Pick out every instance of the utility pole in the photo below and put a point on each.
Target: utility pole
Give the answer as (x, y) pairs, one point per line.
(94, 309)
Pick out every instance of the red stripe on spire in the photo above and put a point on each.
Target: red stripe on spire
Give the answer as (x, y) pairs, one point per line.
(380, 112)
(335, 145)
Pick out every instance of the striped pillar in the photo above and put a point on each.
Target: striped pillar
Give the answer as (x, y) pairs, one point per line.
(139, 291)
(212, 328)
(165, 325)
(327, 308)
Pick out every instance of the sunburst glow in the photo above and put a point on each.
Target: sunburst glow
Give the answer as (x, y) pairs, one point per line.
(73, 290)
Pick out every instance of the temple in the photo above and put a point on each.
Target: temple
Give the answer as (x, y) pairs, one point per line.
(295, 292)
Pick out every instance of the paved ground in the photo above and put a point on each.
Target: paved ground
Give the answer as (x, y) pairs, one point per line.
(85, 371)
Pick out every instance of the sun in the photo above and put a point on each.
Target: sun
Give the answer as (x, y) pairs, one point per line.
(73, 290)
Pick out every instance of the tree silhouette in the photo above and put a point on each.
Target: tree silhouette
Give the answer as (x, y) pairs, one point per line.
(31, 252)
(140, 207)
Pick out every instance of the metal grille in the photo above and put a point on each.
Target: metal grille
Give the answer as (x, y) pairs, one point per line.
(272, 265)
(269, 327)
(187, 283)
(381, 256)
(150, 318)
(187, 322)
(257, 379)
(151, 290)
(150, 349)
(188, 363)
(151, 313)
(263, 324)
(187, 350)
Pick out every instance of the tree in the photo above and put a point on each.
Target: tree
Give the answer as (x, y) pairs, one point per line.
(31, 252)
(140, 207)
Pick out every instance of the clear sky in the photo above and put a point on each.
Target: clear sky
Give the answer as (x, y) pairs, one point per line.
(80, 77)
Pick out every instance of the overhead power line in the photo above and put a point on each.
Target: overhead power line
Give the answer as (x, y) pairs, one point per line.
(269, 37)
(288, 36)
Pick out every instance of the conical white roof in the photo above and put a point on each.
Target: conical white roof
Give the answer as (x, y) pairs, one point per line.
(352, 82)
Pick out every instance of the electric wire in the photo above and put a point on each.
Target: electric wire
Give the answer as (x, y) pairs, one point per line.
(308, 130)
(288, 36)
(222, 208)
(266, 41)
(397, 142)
┄┄┄┄┄┄┄┄┄┄
• EXERCISE TASK:
Reproduce the data above from the line containing "Pick out every instance of the clear" through the end of the data, requests included, and offset each answer coordinate by adding 92 to it.

• ANSWER IN FULL:
Pick out every instance of the clear sky in the photo above and put a point on each.
Target: clear sky
Give the answer as (x, y) pairs, one point per line.
(172, 169)
Pick out every instance of the overhead power line in the photo above and put a point on each.
Target: overhead power line
Give the answer as (x, y) pairs, one point per line.
(361, 129)
(380, 128)
Pick out every instance of the conical white roof in the photo above and put a point on each.
Target: conical white roof
Give the answer as (x, y) pairs, one point per line.
(444, 174)
Pick out every instance of the electric wire in the photo above and put a point on each.
Target: electric wire
Give the answer as (x, y) pairs, one point per line.
(400, 222)
(380, 128)
(314, 300)
(358, 133)
(489, 234)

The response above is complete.